Since the end of the nuclear weapons program the “Nuclear Card” has played an important part in Taiwan's relationship with both the United States and China.

During the 1995–1996 Taiwan Strait crisis, then President of Taiwan, Lee Teng-hui, proposed to reactivate the program, but toned down the rhetoric a few days later, saying that although Taiwan was nuclear latent, it "will definitely not" produce nuclear weapons.

There is no evidence that Taiwan possesses any nuclear weapons or any programs to produce them, although it does have the advanced technological ability necessary to develop nuclear weapons as well as the high-tech ability to enrich uranium or process plutonium. Taiwan's nuclear power plants use imported enriched uranium and are subject to IAEA inspections.

Taiwan theoretically has the potential to develop nuclear weapons from domestic monazite reserves, and this potential was explored by the military in 1951–1952. However, the monazite's thorium content was deemed too low to justify recovering, and the military turned to friendly foreign sources instead.

In light of rising tensions in Cross-Strait relations, especially after Russia invaded Ukraine in 2022, some have called for Taiwan to arm itself with nuclear weapons, especially commentators in the United States. This is subject to wide debate, with some arguing that nuclear weapons could prove a deterrent strong enough to force the mainland to indefinitely postpone an invasion, given that Taiwan is not like Japan and South Korea in that the latter two have treaty-bound security guarantees from the United States, though opponents argue that nuclear weapons in themselves are costly, unpopular among the Taiwanese public, and that they themselves would instigate a conflict.

== Chemical and biological weapons ==
During the Japanese colonial period a chemical weapons factory was in operation in North Taiwan; the Nationalists took possession of this facility following the conclusion of World War II and are believed to have expanded the facility.

The U.S. Congress was informed in 1989 that Taiwan could have acquired offensive chemical weapons capability, including stockpiles of sarin. The alleged facilities include Tsishan and Kuanhsi. Taiwanese authorities acknowledged only the existence of a defensive research program.

In 1997 the Russian Foreign Intelligence Service assessed that Taiwan did not possess biological weapons but had "shown signs of conducting biological research of an applied military nature.”

There have been rumors of ongoing offensive and defensive Taiwanese biological and chemical weapons programs but no conclusive evidence of development or deployment has ever been presented.

In July 2023, United Daily News (UDN) reported allegations of a meeting between U.S. and Taiwanese officials regarding the creation of a bioweapon lab, which was denied by U.S. and Taiwanese authorities. Radio Free Asia's Asia Fact Check Lab (AFCL) found inconsistencies in the document's language and format, suggesting it was written in mainland Chinese, not Taiwanese style. This apparent disinformation was amplified by pro-China commentators in Taiwan and received widespread coverage in Chinese media.

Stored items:
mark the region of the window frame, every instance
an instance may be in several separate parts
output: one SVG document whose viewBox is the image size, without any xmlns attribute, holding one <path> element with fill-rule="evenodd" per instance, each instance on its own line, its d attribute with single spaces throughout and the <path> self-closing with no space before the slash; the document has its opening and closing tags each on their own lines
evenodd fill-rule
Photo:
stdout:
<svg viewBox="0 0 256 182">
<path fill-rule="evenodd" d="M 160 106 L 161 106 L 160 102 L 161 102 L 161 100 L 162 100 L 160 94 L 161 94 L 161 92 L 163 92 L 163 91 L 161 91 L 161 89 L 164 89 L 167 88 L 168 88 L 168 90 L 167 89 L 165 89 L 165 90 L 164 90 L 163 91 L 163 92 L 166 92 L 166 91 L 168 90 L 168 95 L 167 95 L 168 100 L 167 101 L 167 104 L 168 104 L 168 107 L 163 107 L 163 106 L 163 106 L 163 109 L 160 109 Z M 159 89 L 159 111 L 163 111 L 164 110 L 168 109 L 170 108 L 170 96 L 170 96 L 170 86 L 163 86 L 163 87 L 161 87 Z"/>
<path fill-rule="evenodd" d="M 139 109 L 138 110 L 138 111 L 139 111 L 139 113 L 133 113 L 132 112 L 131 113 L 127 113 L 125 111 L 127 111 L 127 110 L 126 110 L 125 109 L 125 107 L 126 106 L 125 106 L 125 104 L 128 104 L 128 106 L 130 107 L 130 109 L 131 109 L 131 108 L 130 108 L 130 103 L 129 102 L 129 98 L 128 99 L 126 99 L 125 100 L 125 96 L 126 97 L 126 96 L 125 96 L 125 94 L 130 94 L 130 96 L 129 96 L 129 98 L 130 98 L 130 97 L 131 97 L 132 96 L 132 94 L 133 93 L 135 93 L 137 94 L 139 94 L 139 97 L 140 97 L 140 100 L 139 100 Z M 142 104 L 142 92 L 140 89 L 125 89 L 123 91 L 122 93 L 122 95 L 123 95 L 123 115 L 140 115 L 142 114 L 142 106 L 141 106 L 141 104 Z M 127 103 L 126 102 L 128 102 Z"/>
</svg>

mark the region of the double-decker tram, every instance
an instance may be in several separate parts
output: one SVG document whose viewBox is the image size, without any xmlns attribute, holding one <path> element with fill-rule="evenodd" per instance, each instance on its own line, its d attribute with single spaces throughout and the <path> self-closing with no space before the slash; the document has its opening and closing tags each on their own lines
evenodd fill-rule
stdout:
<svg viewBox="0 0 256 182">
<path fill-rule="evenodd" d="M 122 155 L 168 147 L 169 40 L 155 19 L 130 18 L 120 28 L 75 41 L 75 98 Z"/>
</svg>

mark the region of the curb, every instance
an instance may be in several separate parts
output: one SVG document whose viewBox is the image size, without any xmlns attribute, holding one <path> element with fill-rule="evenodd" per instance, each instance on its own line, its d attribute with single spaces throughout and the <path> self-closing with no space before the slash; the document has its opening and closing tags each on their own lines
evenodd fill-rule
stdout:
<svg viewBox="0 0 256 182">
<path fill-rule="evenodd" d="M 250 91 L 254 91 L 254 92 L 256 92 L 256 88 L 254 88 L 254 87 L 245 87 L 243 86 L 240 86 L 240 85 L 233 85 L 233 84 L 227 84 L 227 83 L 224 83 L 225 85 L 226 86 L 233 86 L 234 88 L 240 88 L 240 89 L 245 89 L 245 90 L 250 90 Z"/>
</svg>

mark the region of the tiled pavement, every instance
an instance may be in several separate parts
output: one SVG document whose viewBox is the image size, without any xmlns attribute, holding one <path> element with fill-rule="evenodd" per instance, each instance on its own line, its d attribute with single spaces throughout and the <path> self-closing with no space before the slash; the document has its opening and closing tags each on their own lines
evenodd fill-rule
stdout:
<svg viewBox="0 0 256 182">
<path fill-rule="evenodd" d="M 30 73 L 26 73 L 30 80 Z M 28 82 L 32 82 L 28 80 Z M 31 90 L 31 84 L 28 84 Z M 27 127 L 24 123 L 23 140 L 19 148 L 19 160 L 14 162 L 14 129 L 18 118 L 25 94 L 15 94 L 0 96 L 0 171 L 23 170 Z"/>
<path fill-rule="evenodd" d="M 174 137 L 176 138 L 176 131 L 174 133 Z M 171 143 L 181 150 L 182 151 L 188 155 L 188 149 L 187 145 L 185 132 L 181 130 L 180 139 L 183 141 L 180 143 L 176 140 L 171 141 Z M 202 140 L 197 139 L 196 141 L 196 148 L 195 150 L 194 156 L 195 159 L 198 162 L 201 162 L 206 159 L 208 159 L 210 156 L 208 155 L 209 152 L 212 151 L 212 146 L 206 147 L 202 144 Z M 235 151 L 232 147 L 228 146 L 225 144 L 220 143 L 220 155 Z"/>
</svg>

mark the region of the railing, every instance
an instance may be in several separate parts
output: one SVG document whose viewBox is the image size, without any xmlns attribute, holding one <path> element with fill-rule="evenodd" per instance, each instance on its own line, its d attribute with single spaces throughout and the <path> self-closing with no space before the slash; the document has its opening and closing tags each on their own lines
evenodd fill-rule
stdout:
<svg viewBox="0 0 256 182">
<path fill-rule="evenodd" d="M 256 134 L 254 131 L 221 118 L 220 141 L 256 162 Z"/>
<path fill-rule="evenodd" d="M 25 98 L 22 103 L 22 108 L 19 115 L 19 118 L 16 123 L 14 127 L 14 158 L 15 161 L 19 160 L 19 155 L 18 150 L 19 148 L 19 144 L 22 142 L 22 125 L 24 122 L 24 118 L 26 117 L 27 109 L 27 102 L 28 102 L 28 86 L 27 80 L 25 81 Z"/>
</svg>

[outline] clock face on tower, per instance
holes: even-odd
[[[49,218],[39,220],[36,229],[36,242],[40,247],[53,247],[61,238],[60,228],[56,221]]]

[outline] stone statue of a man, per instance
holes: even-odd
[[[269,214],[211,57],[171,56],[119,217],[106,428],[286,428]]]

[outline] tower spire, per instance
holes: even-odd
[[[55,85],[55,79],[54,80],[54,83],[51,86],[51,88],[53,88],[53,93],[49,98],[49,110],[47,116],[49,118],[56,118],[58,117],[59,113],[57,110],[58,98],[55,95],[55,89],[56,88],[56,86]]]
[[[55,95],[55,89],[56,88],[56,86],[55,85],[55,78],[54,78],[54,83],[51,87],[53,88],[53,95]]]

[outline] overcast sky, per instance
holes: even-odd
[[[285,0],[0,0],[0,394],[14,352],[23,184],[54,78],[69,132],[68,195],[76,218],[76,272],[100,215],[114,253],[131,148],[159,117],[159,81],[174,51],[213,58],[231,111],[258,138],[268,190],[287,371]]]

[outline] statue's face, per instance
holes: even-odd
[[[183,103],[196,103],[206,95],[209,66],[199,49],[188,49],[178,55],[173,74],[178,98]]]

Required work: Extract the section of the passage on Taiwan's weapons programs from "The U.S. Congress" to "ever been presented.", copying it word for word. The records are separate material with no connection to the passage on Taiwan's weapons programs.

Result below:
The U.S. Congress was informed in 1989 that Taiwan could have acquired offensive chemical weapons capability, including stockpiles of sarin. The alleged facilities include Tsishan and Kuanhsi. Taiwanese authorities acknowledged only the existence of a defensive research program.

In 1997 the Russian Foreign Intelligence Service assessed that Taiwan did not possess biological weapons but had "shown signs of conducting biological research of an applied military nature.”

There have been rumors of ongoing offensive and defensive Taiwanese biological and chemical weapons programs but no conclusive evidence of development or deployment has ever been presented.